[Travail à faire]:
A) Dans le texte sur les règles du jeu, relevez tous les avantages que le système de ressources donne en exemple.
B) Les affirmations suivantes concordent-elles avec le texte sur les règles du jeu ? (i) Les succès s’obtiennent sur les faces impaires des dés. (ii) Les points de Style augmentent le nombre de dés à lancer. (iii) Hollow Earth Expeditions est édité par Sans Détour. Répondez par oui ou non pour chacune, en citant les mots décisifs du texte.
C) D’après le texte sur les règles du jeu, combien de dés lance-t-on pour tenter une action ?

[Texte]:
################
Feinte, parade et botte !

Du côté de la mécanique de jeu, on se retrouve devant une mouture du système Ubiquity, calibrée pour le genre cape & épée – des règles communes avec ses aînés Hollow Earth Expeditions et Leagues of Adventures (également édités par Sans Détour).

Le joueur crée son personnage en choisissant un archétype et une motivation, puis détermine ses attributs, ses compétences et ses talents (qui sont des capacités le différenciant du commun des mortels : des atouts à utiliser lorsque les circonstances s’y prêtent) mais aussi un défaut (qui va lui ajouter un peu de piquant). Un système de ressources permet également au mousquetaire de se constituer un panel d’avantages – comme des serviteurs, des relations, une fortune personnelle, une école d’escrime… Complétant ce profil, le personnage dispose de points de Style qui lui permettent d’accomplir les exploits les plus héroïques ! Plusieurs prétirés sont fournis en tant qu’exemples – de quoi commencer une partie au débotté.

Les règles sont les suivantes : en lançant autant de dés que la somme attribut + compétence, il faut obtenir autant ou plus de succès que la difficulté (lesdits succès étant obtenus sur les faces paires des dés lancés). S’ajoutent à cette base quelques subtilités : les talents déjà cités apportent des bonus divers, les points de Style augmentent le nombre de dés à lancer, etc. Faire la moyenne est un mécanisme permettant de limiter les jets : vu qu’un dé a une chance sur deux de donner un succès, on déterminer selon le nombre de dés que l’on lance combien de ces succès on va obtenir en moyenne – si celle-ci surpasse alors la difficulté, l’action est réussie sans prendre la peine de faire un jet. De quoi se concentrer sur les péripéties de l’aventure !
################
Extraits de données de zones annotées:
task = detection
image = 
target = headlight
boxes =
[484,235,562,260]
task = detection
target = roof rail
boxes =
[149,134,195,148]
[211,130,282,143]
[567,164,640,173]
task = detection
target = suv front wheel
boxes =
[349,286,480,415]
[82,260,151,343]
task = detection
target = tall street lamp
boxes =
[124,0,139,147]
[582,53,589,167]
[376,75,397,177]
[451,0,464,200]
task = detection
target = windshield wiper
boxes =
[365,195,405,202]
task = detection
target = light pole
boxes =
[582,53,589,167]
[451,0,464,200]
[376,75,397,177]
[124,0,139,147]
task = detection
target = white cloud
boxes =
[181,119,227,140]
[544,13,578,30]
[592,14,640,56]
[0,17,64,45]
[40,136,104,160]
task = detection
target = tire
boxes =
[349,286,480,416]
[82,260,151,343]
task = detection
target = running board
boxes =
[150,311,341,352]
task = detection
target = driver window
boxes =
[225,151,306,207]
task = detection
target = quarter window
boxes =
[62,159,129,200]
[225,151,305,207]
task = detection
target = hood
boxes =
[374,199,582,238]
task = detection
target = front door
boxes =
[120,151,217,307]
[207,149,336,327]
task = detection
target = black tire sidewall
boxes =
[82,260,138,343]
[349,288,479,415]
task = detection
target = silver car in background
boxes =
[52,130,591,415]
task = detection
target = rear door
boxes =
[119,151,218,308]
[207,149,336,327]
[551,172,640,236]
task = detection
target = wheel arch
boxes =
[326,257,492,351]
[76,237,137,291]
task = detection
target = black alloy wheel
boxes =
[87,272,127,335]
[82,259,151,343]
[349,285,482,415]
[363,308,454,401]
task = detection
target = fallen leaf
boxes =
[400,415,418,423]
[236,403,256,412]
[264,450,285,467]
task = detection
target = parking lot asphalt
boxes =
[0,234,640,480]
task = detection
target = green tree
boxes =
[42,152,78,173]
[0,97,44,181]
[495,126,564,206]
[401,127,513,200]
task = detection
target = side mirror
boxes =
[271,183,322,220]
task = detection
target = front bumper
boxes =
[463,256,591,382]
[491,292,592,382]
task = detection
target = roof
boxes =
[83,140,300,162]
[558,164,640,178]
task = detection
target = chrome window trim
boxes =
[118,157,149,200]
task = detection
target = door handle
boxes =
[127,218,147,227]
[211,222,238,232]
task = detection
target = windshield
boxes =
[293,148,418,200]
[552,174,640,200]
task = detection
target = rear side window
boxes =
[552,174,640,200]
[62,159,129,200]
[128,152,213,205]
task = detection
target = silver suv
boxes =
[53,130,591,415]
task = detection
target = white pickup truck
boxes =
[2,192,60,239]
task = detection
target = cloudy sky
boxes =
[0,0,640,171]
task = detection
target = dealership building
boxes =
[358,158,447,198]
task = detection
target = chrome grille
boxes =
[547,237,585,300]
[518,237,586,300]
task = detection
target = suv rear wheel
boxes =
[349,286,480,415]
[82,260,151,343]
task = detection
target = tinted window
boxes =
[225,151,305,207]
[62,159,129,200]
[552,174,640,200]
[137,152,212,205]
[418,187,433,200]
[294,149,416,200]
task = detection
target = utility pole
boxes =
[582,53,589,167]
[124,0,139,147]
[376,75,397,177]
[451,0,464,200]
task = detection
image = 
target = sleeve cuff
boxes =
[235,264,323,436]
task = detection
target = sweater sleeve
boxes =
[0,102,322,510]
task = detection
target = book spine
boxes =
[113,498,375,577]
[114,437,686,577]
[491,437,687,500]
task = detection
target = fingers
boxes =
################
[Réponses par tâche]:
A) Des serviteurs, des relations, une fortune personnelle, une école d’escrime.

B)
(i) Non : « lesdits succès étant obtenus sur les faces paires des dés lancés ».
(ii) Oui : « les points de Style augmentent le nombre de dés à lancer ».
(iii) Oui : « Hollow Earth Expeditions et Leagues of Adventures (également édités par Sans Détour) ».

C) Autant de dés que la somme attribut + compétence.